PASSAGE PROVIDED –
☆ ☆ ☆

A statutory NFU is key to prevent crisis escalation from ambiguity

Blair, 18

(Bruce Blair, nuclear security expert and a research scholar at the Program on Science and Global Security at Princeton and the co-founder of Global Zero, Strengthening Checks on Presidential Nuclear Launch Authority, January/February 2018, Arms Control Today,

U.S. nuclear launch protocol has important virtues and serious liabilities. Major changes are needed to constrain a president who would seek to initiate the first use of nuclear weapons without apparent cause and to prevent him or her from being pushed into making nuclear retaliatory decisions in haste.

☆ ☆ ☆

MATERIAL SUPPLIED –
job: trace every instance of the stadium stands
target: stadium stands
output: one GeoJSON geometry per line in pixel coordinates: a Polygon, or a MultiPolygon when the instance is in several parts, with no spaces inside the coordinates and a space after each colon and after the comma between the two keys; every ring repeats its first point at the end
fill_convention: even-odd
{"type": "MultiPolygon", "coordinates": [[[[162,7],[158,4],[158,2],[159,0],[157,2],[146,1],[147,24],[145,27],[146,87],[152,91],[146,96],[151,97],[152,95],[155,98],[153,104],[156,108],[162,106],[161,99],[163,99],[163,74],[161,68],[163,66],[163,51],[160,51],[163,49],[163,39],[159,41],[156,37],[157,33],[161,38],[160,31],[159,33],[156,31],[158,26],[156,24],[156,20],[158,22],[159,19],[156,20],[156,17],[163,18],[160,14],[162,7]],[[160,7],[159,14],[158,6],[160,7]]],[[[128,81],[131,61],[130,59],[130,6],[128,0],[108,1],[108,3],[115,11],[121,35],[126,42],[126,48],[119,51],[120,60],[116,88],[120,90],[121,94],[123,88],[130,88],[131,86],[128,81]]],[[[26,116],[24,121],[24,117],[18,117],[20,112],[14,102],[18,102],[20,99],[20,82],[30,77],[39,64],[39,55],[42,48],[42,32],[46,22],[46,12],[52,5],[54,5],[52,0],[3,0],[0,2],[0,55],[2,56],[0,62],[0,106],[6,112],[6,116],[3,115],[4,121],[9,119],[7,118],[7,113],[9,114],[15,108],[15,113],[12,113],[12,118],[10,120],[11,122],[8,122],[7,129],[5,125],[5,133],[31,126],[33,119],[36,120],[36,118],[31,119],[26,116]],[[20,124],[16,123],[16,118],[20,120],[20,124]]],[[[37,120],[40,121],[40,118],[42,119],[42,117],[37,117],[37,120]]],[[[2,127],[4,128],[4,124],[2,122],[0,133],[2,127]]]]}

☆ ☆ ☆

INSTRUCTIONS TO FOLLOW –
List every role or description that the passage on presidential nuclear launch authority attributes to Bruce Blair.

TASK OUTPUT –
- Nuclear security expert
- Research scholar at the Program on Science and Global Security at Princeton
- Co-founder of Global Zero